*About this exercise*
Return every line of the entries that includes the word "below".

*Data records*
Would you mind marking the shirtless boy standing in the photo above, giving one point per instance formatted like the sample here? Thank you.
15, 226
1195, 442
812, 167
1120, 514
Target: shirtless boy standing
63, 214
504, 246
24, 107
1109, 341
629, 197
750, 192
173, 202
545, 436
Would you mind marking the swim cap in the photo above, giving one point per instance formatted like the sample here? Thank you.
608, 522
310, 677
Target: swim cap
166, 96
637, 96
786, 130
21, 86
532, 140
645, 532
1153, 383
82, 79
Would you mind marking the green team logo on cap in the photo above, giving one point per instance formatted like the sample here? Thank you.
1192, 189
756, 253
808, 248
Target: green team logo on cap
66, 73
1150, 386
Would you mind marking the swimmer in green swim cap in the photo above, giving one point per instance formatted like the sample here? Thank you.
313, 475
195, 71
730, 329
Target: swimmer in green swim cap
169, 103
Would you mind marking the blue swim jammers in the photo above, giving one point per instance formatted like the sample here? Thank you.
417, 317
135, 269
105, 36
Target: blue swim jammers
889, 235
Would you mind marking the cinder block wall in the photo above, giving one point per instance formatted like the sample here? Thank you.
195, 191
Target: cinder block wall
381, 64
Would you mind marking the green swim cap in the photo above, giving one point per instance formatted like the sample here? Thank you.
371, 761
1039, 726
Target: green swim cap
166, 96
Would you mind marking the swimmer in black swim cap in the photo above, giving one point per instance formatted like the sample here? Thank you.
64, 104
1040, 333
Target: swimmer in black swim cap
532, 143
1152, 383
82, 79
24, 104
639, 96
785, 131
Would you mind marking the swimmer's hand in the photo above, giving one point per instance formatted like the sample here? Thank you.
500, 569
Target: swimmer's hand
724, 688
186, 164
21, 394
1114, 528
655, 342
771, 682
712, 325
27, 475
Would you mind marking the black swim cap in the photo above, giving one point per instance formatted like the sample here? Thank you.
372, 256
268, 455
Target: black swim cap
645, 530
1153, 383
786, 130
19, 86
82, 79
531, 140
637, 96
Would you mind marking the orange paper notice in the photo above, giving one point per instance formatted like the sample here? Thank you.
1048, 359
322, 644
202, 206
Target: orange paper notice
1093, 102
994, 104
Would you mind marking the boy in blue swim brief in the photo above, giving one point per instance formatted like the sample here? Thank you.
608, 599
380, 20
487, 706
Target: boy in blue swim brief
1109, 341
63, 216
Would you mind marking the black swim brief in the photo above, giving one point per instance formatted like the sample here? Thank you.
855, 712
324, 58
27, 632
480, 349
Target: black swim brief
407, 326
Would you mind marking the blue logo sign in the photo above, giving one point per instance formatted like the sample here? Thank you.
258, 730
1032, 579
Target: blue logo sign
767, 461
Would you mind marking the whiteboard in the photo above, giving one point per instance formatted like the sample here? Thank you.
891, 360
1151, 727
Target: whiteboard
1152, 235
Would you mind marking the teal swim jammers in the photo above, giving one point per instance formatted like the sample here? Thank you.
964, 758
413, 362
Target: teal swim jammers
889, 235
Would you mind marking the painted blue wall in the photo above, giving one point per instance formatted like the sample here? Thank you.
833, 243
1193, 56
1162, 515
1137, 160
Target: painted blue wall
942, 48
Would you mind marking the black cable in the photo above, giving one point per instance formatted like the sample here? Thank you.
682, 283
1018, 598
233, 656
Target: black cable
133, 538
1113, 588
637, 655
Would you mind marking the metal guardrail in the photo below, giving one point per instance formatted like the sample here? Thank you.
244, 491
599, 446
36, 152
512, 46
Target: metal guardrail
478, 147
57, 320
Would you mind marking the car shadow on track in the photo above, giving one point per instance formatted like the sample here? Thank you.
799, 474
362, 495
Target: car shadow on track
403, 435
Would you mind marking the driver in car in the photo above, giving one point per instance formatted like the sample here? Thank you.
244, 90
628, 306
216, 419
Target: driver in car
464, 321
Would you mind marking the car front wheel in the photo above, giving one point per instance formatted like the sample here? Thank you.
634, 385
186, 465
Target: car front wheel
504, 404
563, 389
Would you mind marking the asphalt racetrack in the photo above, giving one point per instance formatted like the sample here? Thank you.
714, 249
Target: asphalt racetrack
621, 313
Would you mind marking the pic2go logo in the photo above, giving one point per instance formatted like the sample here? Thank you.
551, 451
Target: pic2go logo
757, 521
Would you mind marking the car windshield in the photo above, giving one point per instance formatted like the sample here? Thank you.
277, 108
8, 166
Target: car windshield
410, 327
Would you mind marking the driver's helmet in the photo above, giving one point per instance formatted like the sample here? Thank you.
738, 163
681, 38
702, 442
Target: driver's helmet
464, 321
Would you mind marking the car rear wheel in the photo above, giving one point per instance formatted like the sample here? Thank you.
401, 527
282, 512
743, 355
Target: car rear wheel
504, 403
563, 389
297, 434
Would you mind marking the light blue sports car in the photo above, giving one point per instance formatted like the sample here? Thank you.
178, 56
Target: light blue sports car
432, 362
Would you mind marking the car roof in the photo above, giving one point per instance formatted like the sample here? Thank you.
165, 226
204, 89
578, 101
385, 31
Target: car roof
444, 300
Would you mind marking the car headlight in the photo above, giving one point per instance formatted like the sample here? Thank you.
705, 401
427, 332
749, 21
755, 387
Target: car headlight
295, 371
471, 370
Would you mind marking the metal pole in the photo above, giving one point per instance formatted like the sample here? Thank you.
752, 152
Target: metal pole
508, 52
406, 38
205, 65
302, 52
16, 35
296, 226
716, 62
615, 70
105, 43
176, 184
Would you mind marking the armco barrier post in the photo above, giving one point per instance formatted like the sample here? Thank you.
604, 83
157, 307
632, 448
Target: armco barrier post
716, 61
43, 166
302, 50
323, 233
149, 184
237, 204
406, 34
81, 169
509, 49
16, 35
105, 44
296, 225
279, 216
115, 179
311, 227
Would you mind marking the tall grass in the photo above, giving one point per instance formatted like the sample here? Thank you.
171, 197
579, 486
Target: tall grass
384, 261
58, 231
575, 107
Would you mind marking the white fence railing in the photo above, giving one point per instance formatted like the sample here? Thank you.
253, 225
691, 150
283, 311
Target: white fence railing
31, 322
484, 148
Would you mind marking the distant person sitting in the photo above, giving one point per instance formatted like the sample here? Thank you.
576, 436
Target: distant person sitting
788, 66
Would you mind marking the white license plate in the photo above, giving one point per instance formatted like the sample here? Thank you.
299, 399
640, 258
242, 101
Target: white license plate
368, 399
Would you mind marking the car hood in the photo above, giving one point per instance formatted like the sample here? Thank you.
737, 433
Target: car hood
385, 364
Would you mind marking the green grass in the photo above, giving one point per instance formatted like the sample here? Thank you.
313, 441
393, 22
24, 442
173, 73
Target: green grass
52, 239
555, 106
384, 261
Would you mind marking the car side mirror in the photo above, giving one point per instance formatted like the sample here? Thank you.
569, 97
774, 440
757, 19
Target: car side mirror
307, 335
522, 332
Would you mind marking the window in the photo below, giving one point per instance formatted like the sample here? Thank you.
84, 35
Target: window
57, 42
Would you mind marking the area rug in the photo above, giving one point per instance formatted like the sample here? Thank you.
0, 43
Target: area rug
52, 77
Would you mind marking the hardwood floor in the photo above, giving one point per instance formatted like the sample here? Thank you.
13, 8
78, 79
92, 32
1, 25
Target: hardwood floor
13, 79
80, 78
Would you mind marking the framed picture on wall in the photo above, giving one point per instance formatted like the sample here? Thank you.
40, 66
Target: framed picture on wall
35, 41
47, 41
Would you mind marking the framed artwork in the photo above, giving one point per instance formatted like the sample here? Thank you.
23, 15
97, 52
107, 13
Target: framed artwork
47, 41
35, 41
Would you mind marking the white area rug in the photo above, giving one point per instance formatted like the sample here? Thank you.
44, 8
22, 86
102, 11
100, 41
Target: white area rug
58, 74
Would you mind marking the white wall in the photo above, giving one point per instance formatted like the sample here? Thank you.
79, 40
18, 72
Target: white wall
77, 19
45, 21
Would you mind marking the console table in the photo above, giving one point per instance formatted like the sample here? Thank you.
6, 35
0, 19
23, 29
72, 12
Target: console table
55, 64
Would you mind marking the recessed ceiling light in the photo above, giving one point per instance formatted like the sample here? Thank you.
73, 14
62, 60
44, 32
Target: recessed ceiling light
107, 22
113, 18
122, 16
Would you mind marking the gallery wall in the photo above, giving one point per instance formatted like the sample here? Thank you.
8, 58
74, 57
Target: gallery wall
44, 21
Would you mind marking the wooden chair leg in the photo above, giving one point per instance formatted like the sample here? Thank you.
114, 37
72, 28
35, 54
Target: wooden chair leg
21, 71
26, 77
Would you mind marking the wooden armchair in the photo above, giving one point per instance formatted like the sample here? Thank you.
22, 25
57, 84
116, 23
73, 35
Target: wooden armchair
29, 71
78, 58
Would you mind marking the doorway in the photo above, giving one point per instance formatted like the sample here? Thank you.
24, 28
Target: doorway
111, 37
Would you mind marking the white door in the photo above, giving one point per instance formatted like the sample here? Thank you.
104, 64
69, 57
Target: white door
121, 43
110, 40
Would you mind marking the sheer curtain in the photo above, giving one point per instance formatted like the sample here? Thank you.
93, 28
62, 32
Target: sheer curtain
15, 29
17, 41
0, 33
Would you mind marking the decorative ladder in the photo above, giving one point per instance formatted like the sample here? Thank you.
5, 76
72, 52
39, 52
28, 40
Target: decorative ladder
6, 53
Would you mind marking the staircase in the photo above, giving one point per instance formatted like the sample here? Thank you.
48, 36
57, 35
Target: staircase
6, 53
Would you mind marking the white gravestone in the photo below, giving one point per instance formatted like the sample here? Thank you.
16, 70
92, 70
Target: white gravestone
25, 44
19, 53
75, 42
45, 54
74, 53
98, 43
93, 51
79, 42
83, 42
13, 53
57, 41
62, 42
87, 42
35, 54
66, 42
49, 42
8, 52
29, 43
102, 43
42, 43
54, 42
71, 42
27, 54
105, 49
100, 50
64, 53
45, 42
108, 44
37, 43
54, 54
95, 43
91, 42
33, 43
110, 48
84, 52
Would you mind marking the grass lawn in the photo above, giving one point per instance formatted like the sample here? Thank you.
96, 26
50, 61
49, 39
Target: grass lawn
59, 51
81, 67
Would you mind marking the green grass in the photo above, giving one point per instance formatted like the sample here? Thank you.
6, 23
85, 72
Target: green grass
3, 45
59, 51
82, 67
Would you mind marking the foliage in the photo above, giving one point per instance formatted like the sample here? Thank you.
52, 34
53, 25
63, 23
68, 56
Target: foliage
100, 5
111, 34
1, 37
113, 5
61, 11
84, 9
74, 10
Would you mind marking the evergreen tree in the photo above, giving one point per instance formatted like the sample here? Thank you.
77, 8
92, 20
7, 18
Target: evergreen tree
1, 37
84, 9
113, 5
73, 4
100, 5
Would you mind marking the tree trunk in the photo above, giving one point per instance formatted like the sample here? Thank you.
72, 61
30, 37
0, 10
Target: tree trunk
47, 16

*Task solution*
Would you mind marking the metal guardrail in the photo below, giving one point per instance formatted like the sample here? Thank you.
Would you mind marking the window in the photo below, giving one point per instance formatted like the sample here? Thank you.
Would you mind marking the white gravestone in the photo below, giving one point per instance formatted like the sample here? Thank you.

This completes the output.